- Excerpt
Golden v. United States, C 12-4012-MWB

Decision Date06 February 2013
Docket NumberNo. C 12-4012-MWB,No. CR 09-4039-MWB,C 12-4012-MWB,CR 09-4039-MWB
PartiesTONY TERRELL GOLDEN, Petitioner, v. UNITED STATES OF AMERICA, Respondent.
CourtU.S. District Court — Northern District of Iowa
MEMORANDUM OPINION ANDORDER REGARDING

PETITIONER'S SECTION 2255

MOTION

TABLE OF CONTENTS

I. INTRODUCTION . . . . . . . . . . . . . . . . . 2
A. The Criminal Proceedings . . . . . . . . . . . . . . . . . 2
B. The § 2255 Motion . . . . . . . . . . . . . . . . . 4
II. LEGAL ANALYSIS . . . . . . . . . . . . . . . . . 4
A. Standards For § 2255 Relief ............................. 4
B. Procedural Matters . . . . . . . . . . . . . . . . . 7
1. Preliminary matters . . . . . . . . . . . . . . . . . 7
2. Procedural default . . . . . . . . . . . . . . . . . 8
C. Ineffective Assistance Of Counsel . . . . . . . . . . . . . . . . . 9
1. Applicable standards . . . . . . . . . . . . . . . . . 9
2. Actual innocence . . . . . . . . . . . . . . . . . 12
3. Objection to quantity determination . . . . . . . . . . . . . . . . . 18
4. Failure to object to prior criminal history . . . . . . . . . . . . . . . . . 19
D. Certificate Of Appealability . . . . . . . . . . . . . . . . . 21
III. CONCLUSION . . . . . . . . . . . . . . . . . 22
I. INTRODUCTION

This case is before me on petitioner Tony Terrell Golden's Pro Se Motion Under 28 U.S.C. § 2255 To Vacate, Set Aside, Or Correct Sentence By A Person In Federal Custody (Civ. docket no. 1), filed on January 23, 2012. Golden claims that the attorney who represented him at the trial level provided him with ineffective assistance of counsel. The respondent denies that Golden is entitled to any relief on his claims.

- Given data
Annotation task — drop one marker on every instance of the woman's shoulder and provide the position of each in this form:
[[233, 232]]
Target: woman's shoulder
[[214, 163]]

- Task requirements
(1) Please list the four subsections that the table of contents in the Golden v. United States opinion places under "C. Ineffective Assistance Of Counsel."
(2) Answer these questions from the Golden v. United States opinion:
(a) Which court decided the case?
(b) What is the decision date?
(c) On what date was Golden's motion filed?

- Expected responses
(1)
1. Applicable standards
2. Actual innocence
3. Objection to quantity determination
4. Failure to object to prior criminal history

(2)
(a) U.S. District Court — Northern District of Iowa
(b) 06 February 2013
(c) January 23, 2012